** What this task involves **
Every line from the one with "of the club" to the end of the entries, both included, is to be copied exactly; the other lines stay out.

** Available records **
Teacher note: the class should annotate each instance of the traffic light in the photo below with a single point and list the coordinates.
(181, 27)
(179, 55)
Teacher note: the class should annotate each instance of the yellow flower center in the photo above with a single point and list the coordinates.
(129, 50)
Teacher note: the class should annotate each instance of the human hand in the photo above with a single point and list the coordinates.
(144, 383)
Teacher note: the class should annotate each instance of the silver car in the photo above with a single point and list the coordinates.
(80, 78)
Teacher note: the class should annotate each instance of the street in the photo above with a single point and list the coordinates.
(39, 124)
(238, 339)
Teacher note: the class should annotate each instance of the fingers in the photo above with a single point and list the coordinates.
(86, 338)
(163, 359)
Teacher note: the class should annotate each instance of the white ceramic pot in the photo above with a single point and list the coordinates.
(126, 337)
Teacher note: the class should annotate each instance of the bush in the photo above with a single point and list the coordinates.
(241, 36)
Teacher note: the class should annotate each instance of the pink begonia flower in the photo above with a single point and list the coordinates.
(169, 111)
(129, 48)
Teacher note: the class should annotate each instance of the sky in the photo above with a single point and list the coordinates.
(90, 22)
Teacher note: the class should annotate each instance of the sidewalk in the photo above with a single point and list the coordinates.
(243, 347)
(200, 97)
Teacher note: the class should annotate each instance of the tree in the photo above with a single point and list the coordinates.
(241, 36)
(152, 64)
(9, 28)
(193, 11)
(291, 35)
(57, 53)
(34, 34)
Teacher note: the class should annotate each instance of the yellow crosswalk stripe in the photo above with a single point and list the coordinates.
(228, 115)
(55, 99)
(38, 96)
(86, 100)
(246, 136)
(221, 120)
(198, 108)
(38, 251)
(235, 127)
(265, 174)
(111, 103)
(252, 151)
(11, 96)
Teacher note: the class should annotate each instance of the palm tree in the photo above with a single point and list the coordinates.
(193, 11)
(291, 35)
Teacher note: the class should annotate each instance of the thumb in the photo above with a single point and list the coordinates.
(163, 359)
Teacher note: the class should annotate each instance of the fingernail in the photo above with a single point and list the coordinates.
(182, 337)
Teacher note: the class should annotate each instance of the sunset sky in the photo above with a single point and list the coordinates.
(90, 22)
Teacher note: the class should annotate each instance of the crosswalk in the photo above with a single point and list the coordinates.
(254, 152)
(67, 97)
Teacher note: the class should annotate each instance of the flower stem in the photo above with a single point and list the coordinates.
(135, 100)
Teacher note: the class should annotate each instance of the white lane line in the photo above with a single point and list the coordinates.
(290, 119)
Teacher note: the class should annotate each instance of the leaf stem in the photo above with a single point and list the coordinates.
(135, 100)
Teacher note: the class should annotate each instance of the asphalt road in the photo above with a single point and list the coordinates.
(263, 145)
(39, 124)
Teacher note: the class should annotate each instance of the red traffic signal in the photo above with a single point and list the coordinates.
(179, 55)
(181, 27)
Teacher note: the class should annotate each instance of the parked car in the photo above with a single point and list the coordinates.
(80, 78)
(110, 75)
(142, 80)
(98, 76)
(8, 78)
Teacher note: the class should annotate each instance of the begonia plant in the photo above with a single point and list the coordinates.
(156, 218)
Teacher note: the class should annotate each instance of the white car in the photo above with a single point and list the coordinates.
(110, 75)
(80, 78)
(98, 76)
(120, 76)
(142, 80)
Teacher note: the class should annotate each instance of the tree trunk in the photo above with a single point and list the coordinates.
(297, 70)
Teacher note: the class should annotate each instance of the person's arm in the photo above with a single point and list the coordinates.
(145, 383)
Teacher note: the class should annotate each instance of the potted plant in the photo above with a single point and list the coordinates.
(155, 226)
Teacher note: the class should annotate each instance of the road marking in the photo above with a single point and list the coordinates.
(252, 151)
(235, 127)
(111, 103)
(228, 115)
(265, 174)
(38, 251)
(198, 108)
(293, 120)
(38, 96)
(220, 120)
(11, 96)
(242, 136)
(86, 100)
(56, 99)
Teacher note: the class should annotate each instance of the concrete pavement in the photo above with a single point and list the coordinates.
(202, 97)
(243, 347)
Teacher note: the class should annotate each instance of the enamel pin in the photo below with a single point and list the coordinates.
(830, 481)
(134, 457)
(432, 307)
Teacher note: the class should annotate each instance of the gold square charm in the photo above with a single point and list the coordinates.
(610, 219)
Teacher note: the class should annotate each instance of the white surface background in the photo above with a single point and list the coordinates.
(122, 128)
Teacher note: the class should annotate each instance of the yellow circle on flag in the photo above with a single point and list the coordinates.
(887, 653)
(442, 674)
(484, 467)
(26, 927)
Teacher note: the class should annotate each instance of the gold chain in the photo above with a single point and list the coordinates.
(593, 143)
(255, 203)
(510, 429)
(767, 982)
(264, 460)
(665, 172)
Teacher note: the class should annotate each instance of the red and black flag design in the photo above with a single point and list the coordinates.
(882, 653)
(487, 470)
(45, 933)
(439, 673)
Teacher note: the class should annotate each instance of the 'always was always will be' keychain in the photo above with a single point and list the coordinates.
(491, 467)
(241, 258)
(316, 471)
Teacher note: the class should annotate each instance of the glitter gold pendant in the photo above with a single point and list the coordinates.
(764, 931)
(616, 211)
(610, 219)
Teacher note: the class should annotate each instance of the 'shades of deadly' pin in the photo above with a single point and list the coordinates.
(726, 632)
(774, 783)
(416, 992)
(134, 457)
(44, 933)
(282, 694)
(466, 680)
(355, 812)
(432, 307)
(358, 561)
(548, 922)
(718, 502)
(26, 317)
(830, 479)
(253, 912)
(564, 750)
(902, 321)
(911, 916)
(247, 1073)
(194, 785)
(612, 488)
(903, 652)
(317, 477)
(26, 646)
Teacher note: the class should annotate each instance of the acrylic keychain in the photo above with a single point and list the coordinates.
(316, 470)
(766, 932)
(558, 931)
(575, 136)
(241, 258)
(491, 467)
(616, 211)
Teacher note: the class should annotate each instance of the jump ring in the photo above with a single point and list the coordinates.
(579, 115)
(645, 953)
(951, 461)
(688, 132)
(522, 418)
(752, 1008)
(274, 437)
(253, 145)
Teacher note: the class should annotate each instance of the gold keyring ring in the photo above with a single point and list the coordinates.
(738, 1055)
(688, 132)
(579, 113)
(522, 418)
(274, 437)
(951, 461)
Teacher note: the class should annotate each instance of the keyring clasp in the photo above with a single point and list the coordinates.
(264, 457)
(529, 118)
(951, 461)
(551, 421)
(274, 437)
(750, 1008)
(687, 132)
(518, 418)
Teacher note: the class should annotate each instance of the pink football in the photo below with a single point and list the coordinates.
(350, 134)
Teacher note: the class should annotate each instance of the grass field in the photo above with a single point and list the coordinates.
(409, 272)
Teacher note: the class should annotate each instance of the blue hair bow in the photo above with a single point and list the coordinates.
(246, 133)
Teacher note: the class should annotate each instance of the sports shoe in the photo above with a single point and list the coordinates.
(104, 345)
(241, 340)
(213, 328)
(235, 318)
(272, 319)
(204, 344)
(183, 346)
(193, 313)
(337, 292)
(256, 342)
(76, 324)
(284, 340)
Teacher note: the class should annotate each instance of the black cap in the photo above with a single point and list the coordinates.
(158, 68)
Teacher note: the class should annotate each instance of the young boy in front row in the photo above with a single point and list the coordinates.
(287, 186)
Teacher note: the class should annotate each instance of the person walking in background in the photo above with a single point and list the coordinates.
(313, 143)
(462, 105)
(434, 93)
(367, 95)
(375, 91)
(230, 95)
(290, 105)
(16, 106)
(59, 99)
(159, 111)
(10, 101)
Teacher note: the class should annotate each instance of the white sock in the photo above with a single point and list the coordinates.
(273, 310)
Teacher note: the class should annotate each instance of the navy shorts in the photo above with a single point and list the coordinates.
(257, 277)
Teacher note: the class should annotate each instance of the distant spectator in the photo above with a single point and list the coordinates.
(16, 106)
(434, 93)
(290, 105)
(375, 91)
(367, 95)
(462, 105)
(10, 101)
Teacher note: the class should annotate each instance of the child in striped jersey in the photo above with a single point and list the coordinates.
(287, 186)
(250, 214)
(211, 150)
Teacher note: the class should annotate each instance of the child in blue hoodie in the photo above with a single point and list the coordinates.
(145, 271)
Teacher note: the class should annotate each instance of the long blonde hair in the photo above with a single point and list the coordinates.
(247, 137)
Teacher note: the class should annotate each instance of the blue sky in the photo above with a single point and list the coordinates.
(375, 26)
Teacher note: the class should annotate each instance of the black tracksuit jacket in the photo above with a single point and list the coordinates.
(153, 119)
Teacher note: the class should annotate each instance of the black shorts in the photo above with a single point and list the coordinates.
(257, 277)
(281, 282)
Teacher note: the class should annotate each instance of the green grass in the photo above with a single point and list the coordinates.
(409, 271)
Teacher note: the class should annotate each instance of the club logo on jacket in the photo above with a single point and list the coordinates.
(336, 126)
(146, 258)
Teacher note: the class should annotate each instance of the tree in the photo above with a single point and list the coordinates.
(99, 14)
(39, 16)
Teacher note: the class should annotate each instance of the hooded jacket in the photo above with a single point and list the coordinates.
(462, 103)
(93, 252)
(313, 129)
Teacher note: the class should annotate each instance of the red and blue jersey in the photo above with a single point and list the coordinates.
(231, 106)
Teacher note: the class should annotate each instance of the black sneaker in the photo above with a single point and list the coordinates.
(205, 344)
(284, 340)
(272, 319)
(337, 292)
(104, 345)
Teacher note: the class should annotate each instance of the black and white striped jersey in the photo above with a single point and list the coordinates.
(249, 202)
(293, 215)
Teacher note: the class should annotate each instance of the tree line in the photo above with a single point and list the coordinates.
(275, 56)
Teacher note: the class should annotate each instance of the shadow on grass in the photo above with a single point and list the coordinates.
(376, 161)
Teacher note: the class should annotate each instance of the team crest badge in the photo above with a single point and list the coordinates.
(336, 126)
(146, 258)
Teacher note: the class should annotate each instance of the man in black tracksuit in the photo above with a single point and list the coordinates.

** Response to this task **
Teacher note: the class should annotate each instance of the club logo on jacket in the photo above with a single point and list the coordinates.
(336, 126)
(146, 258)
Teacher note: the class should annotate each instance of the tree in the photo above with a single point and list the coordinates.
(99, 14)
(39, 16)
Teacher note: the class should annotate each instance of the hooded jacket in the photo above with a single point and list the coordinates.
(462, 103)
(93, 252)
(313, 129)
Teacher note: the class should annotate each instance of the red and blue jersey in the photo above with a single point and list the coordinates.
(231, 106)
Teacher note: the class should annotate each instance of the black sneaker in the photo above with a single point and list the coordinates.
(205, 344)
(284, 340)
(272, 319)
(337, 292)
(104, 345)
Teacher note: the class should annotate each instance of the black and white striped jersey in the photo above with a single point and list the coordinates.
(249, 202)
(293, 215)
Teacher note: the class should annotate each instance of the tree line in the photo above with a single point and list the coordinates.
(275, 56)
Teacher note: the class should annotate each instance of the shadow on grass in the photo above with a single point and list the coordinates.
(376, 161)
Teacher note: the class should annotate each instance of the team crest badge in the photo above with a single point and list the coordinates.
(336, 126)
(146, 258)
Teacher note: the class should annotate each instance of the man in black tracksuit in the photo above with a single point and list the coordinates.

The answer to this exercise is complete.